# Set problem
Reproduce the material from the line containing "I see a UI above. Could you identify the large" through the final line, inclusive, substituting "rock formation" for "rocky outcrop" and leaving everything else unchanged.

# Entries from an annotation dataset
— start —

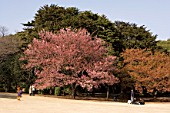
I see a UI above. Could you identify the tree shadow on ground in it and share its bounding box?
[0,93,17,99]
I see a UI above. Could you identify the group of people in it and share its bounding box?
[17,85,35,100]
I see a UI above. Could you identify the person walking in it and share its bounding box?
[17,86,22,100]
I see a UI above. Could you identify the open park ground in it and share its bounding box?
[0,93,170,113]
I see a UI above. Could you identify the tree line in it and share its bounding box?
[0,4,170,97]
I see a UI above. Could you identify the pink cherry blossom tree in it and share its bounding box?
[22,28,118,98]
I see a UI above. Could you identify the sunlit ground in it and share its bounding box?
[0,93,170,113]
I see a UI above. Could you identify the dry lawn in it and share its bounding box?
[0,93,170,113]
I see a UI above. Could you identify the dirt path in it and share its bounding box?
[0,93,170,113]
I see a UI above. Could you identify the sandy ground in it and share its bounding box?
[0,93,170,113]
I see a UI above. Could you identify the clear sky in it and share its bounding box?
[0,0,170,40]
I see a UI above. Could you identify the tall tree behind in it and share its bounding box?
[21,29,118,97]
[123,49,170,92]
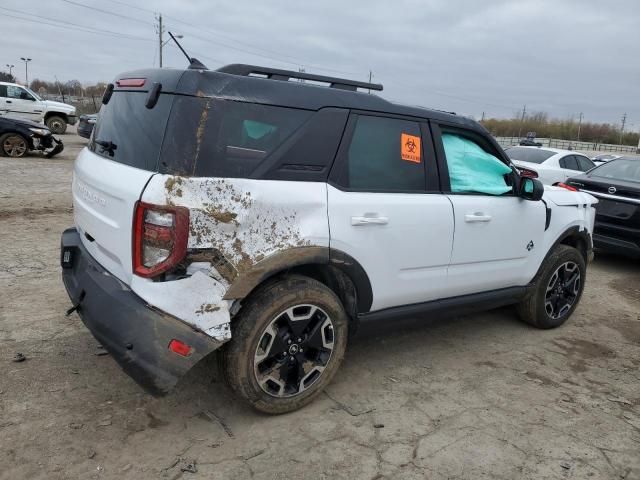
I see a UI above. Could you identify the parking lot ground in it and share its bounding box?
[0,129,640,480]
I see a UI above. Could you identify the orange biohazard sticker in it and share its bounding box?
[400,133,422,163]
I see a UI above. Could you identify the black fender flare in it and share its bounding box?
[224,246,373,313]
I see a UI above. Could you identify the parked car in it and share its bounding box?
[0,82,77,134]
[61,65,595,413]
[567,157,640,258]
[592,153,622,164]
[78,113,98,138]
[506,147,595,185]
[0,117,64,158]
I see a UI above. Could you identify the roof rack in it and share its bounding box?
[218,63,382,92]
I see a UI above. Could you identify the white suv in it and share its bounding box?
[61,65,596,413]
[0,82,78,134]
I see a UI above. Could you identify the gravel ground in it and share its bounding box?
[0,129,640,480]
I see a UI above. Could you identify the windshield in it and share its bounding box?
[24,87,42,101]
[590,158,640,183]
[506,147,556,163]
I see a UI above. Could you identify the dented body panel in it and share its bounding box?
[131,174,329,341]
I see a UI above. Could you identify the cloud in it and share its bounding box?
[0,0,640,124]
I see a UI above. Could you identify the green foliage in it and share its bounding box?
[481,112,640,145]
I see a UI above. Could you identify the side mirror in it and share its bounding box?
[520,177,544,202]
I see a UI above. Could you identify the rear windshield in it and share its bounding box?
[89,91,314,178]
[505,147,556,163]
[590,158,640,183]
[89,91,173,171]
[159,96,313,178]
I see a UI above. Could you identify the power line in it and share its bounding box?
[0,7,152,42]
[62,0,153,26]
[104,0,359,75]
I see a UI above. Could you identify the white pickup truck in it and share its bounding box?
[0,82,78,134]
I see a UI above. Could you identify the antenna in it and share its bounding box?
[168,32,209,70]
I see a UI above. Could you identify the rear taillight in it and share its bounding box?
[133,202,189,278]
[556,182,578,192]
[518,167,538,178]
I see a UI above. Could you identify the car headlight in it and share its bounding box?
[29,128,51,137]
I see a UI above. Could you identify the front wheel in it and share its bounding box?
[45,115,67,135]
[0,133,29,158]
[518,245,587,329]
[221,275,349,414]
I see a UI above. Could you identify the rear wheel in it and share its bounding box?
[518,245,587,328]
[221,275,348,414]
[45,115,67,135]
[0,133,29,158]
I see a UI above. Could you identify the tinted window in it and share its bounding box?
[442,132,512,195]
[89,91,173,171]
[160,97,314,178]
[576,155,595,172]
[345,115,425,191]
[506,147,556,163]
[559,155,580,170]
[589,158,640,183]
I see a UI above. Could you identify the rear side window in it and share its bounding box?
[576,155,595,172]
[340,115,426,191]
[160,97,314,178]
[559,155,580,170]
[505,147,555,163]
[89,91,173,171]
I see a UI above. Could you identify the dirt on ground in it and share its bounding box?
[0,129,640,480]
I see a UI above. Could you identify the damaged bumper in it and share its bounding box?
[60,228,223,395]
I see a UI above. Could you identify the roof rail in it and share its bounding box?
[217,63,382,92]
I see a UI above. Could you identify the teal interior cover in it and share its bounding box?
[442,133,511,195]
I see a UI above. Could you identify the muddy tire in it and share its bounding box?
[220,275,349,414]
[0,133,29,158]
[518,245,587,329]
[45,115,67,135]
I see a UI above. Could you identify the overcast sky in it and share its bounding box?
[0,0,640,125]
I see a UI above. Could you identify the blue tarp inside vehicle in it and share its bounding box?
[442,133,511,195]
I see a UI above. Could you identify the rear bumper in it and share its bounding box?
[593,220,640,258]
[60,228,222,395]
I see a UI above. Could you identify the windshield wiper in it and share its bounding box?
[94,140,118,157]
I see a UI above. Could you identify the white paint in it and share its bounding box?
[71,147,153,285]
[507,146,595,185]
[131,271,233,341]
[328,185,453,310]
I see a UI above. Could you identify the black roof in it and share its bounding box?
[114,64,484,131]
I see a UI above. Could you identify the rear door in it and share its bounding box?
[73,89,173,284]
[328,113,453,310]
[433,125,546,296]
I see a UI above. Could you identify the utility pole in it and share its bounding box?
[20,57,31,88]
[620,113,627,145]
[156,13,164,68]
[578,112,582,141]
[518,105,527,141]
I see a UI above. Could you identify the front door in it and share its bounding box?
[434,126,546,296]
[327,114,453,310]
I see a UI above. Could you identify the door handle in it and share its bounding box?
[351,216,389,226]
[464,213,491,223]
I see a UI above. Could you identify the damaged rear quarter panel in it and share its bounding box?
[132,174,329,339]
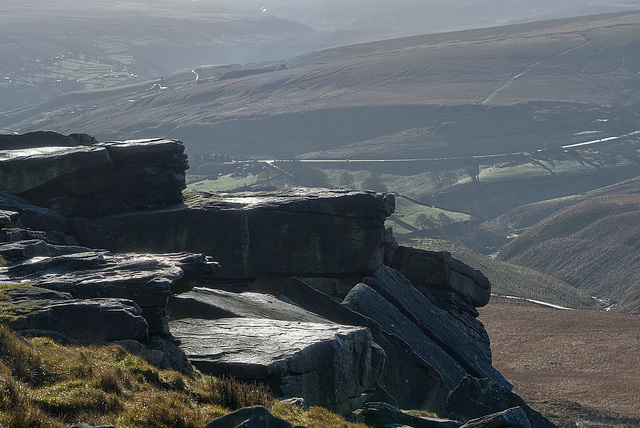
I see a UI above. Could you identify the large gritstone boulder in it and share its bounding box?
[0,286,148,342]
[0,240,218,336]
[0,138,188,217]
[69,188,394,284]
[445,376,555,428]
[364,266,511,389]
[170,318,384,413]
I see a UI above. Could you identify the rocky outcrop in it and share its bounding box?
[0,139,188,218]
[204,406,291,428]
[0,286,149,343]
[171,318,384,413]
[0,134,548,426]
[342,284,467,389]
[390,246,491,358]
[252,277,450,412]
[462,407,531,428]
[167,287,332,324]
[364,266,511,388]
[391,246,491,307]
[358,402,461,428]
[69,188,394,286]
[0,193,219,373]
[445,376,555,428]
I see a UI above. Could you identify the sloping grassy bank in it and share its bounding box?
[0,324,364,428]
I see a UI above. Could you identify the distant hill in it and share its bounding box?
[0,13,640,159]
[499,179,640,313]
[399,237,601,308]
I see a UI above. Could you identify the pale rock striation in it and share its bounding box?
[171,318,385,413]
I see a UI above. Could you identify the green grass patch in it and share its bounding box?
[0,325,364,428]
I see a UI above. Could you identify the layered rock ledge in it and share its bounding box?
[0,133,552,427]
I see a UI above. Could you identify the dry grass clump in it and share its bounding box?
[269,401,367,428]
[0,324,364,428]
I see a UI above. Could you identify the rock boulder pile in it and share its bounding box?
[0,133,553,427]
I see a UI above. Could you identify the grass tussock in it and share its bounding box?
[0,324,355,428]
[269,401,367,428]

— end —

# Response to the exercise
I see a UI above. Could you identify the large gritstone boulder in it and share its bounding box?
[0,286,148,342]
[0,240,218,336]
[0,138,188,217]
[69,188,394,284]
[445,376,555,428]
[364,266,511,389]
[170,318,384,413]
I see a UI above. Could you identify the rock formation in it and share its bounding box?
[0,139,188,218]
[204,406,291,428]
[0,286,149,343]
[171,318,384,413]
[0,134,548,426]
[342,284,467,389]
[390,246,491,358]
[252,277,450,412]
[462,407,531,428]
[167,287,332,324]
[364,266,511,388]
[391,246,491,307]
[358,402,461,428]
[69,188,394,286]
[0,193,219,373]
[445,376,555,428]
I see a UI above. Could you identify the sloping grassy bank in it and share its bounding box?
[0,324,364,428]
I see a UI above. Could you identify the distant hill in it and share its bounding box?
[0,13,640,159]
[499,179,640,313]
[399,237,601,308]
I see a UI above. Could you identify the pale rock striation in it and share its bounding box?
[171,318,385,413]
I see a UI above. Could you identify the green grass patch in it and share its bounding box?
[0,325,364,428]
I see a UI above. Could you identify the layered rock ledge in it and share its bounding box?
[0,133,552,427]
I see a UI above. Could you identify the dry grass clump in it and share its bounding box?
[269,401,367,428]
[0,324,364,428]
I see a UI above. Could you identify the rock boulder pile in it and share its bounding box?
[0,133,553,427]
I see a UI above. Could you identify the grass tussock in it and share its bounding box?
[0,324,355,428]
[269,401,367,428]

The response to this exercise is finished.